André Hoelz, Caltech's newest assistant professor of chemistry, recalls the exhilaration he felt when he solved his first biological structure. At the time, he was a grad student at Rockefeller University and had been working for years to make crystals of a large brain enzyme known as CaMKII that would capture the macromolecular complex in just the right way, enabling him to resolve its atomic structure using X-ray crystallography.
"With crystallography there's this one moment where you know exactly how something looks," Hoelz says. "It's sort of a grand prize. You're the first one who can think about how it works and then generate experiments. It's like you cheated nature for a big secret."
Hoelz thinks structural biologists are born to seek that feeling and that once they've experienced it, they're hooked and will strive to experience it again and again. He puts himself squarely in that category of born structural biologists. "I'm lucky because I do what I really love to do," he says. "It's not really work."
Hoelz, originally from Lüdenscheid, Germany, comes to Caltech following a long association with Rockefeller University, where he was first a graduate student, then a postdoc, a research associate, and finally a research assistant professor. He has started an ambitious study to fully characterize the nuclear pore complex, a cellular component made up of many copies of about 30 different proteins—perhaps 1,000 proteins in all and 10 million atoms—which forms a transport channel in the membrane of the nuclear envelope. Hoelz calls the complex "the gatekeeper of the nucleus" because the pore provides a means for the cell to regulate which proteins and other molecules can access the genetic material stored within the nucleus.

*DATA RECORDS*
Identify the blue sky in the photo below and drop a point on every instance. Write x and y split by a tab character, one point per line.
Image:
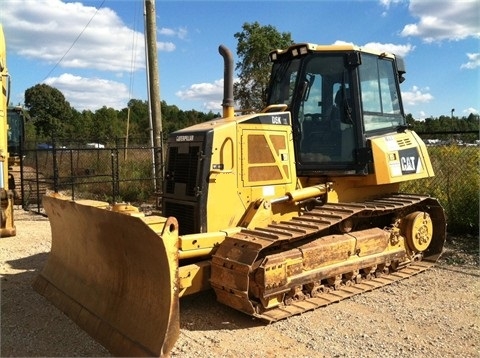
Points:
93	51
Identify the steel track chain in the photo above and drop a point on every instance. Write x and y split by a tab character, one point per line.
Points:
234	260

* * *

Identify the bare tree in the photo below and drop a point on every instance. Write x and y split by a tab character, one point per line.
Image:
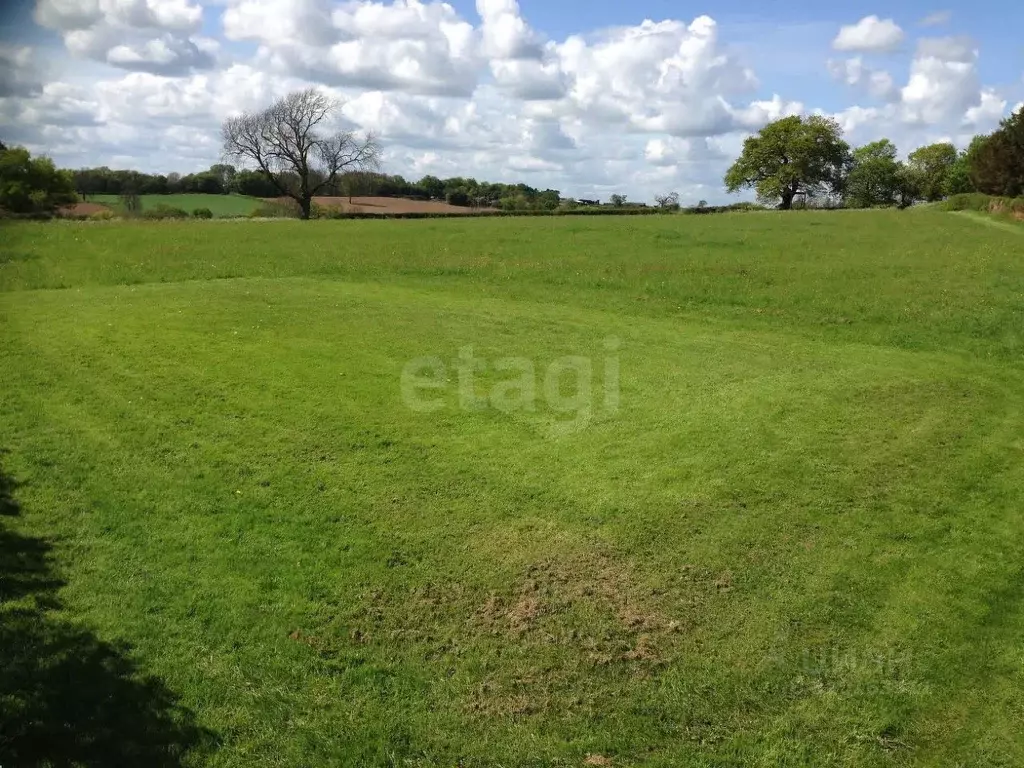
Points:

*REQUIRED WORK*
1 - According to the passage about André Hoelz, where is he originally from?
2 - Say whether each statement below agrees with the passage about André Hoelz, answering yes or no and quoting the deciding words: (a) Hoelz was a postdoc when he solved the CaMKII structure. (b) The nuclear pore complex is made up of many copies of about 30 different proteins. (c) Hoelz says that what he does is not really work.
3 - Write the next part of the passage about André Hoelz, picking up after its final sentence.

*ANSWERS TO THE PROBLEMS*
1 - Lüdenscheid, Germany

2 -
(a) No: "At the time, he was a grad student at Rockefeller University"
(b) Yes: "a cellular component made up of many copies of about 30 different proteins"
(c) Yes: "It's not really work."

3 -
The nuclear pore complex is a particularly challenging target for study with X-ray crystallography. The technique generally involves shining X-rays of a certain wavelength on a crystal and analyzing the pattern created by the reflections off of the atoms in the sample. But the nuclear pore complex is big—about 30 times larger than the ribosome, a cellular component that is itself considered large and whose structure wasn't solved until the year 2000. The nuclear pore complex is also very flexible and dynamic, making it difficult to capture in individual snapshots, as X-ray crystallography aims to do.
Hoelz's approach is to divide the nuclear-pore-complex problem into more manageable chunks. During cell division, the nuclear envelope falls apart, and as a result, the nuclear pore complex also breaks into smaller subcomplexes. "We try to understand these subcomplexes with the idea that if we solve the structures of these subcomplexes, we can ultimately piece together the entire pore," Hoelz says. "We think of it as a three-dimensional jigsaw puzzle."
So far, his group has solved the structure of the first four-protein unit and aims to do the same for all of the remaining subcomplexes. The crystallographic task before them is enormous. Biochemists estimate that anywhere from 500 to 1,000 individual pieces make up the three-dimensional jigsaw puzzle of the nuclear pore complex.
"You don't really know how the pore is built if you don't have all of the structures, but for every new structure that you solve, you can formulate a structurally informed hypothesis of how it may work, and you can test those ideas," Hoelz says. His goal is to understand how the nuclear pore complex normally works so he can tackle the problem of what happens when mutations or other defects change its operation in ways that are associated with disease, such as some kinds of leukemia.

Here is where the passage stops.